» Given information:
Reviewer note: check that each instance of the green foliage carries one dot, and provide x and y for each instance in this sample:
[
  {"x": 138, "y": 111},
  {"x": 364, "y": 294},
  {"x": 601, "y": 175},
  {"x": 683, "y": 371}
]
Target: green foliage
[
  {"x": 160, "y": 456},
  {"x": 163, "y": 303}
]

» What is expected: Print the listing once more, exactly as it stands above.

» Answer section:
Reviewer note: check that each instance of the green foliage carries one dot, and provide x and y for each instance in this sample:
[
  {"x": 138, "y": 111},
  {"x": 364, "y": 294},
  {"x": 601, "y": 175},
  {"x": 683, "y": 371}
]
Target: green foliage
[
  {"x": 160, "y": 456},
  {"x": 163, "y": 303}
]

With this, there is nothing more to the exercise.